Exercise
Copy out the lawn and garden tips below word for word, from the title to the final line.

Text
+++++
5 Tips to maintaining your lawn and garden as the weather gets cold

Keeping your lawn and garden in top condition becomes more and more of a challenge as the cold season draws near. During the winter, thick sheets of snow accumulate on your lawn while small plants may get encrusted with hard frosts. Your garden and lawn may look a little lifeless above the ground once the winter season sets in, but there are actually several processes going on below the earth’s surface. Most plants naturally shed their leaves as their metabolism and growth slow down, keeping their buds nourished and ready to bloom for the next spring season.

Plants may have their natural way of adapting to the cold season but that doesn’t mean that you shouldn’t look after them at all. Taking care of your plants in preparation for the cold season actually, makes them healthier and look more blooming once the warm and sunny spring days arrive. Check out these five useful tips to maintaining your lawn and garden as the weather gets colder.

  1. Clear up the area.

After your plants stop shedding their leaves, you may start to do a cleanup on your lawn and garden. Remember to rake the leaves, twigs, branches, and other debris on the ground as they can be a potential nesting ground for destructive fungi and bacteria. Remove infected foliage to prevent diseases from spreading across your garden. Cuttings and bulbs from annual plants may be stored indoors depending on how the plant species can adapt to the cold season. Perennials should be trimmed off of dry stems right after the first frost occurs in your area.

  1. Fertilize the soil just right.

With the absence of flowing rain and the hibernation of earthworms during the winter, nutrients in the soil may not be efficiently distributed in your garden. Thus, it is important for you to add the right amount of fertilizer around the plants and lawn to make them more available for absorption. Avoid putting too much fertilizer as it can cause an imbalance to the nutrients in the soil and stunt the growth of your plants.

  1. Aerate the soil.
+++++
Information supplied
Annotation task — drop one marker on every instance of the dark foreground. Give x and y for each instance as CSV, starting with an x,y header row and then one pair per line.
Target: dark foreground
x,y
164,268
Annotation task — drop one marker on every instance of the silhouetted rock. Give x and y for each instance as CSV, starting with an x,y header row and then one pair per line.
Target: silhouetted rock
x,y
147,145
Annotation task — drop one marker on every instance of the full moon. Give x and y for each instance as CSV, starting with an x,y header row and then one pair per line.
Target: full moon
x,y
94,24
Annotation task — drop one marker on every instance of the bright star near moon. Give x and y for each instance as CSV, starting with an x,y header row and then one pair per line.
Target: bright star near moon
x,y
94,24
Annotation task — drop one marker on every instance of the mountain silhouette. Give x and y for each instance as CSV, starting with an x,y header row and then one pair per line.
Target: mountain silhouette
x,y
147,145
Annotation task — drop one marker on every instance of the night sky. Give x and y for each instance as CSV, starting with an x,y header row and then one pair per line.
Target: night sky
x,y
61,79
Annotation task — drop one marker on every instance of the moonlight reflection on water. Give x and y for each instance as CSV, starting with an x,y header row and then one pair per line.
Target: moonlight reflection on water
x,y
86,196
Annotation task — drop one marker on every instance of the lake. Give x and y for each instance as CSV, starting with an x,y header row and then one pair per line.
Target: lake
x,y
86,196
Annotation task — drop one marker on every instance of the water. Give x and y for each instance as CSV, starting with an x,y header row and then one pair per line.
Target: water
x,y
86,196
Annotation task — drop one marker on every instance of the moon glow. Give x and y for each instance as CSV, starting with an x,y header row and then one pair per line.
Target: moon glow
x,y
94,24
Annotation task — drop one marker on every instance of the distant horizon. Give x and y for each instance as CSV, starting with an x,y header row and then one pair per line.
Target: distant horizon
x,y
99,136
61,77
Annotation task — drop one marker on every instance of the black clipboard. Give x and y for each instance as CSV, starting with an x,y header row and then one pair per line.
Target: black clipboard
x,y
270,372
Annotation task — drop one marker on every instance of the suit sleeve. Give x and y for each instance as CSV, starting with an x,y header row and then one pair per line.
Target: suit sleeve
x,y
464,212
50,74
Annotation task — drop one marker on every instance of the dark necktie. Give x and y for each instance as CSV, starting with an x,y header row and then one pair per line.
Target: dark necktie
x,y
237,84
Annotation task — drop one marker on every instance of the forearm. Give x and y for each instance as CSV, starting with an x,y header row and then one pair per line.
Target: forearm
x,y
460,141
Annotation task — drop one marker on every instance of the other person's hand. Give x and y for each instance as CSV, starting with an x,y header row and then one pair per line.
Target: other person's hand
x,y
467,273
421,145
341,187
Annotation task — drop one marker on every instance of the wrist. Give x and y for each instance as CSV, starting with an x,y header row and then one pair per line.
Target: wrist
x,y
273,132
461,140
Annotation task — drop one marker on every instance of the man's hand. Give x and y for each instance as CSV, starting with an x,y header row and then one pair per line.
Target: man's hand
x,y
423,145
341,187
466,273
+++++
Exercise output
5 Tips to maintaining your lawn and garden as the weather gets cold

Keeping your lawn and garden in top condition becomes more and more of a challenge as the cold season draws near. During the winter, thick sheets of snow accumulate on your lawn while small plants may get encrusted with hard frosts. Your garden and lawn may look a little lifeless above the ground once the winter season sets in, but there are actually several processes going on below the earth’s surface. Most plants naturally shed their leaves as their metabolism and growth slow down, keeping their buds nourished and ready to bloom for the next spring season.

Plants may have their natural way of adapting to the cold season but that doesn’t mean that you shouldn’t look after them at all. Taking care of your plants in preparation for the cold season actually, makes them healthier and look more blooming once the warm and sunny spring days arrive. Check out these five useful tips to maintaining your lawn and garden as the weather gets colder.

  1. Clear up the area.

After your plants stop shedding their leaves, you may start to do a cleanup on your lawn and garden. Remember to rake the leaves, twigs, branches, and other debris on the ground as they can be a potential nesting ground for destructive fungi and bacteria. Remove infected foliage to prevent diseases from spreading across your garden. Cuttings and bulbs from annual plants may be stored indoors depending on how the plant species can adapt to the cold season. Perennials should be trimmed off of dry stems right after the first frost occurs in your area.

  1. Fertilize the soil just right.

With the absence of flowing rain and the hibernation of earthworms during the winter, nutrients in the soil may not be efficiently distributed in your garden. Thus, it is important for you to add the right amount of fertilizer around the plants and lawn to make them more available for absorption. Avoid putting too much fertilizer as it can cause an imbalance to the nutrients in the soil and stunt the growth of your plants.

  1. Aerate the soil.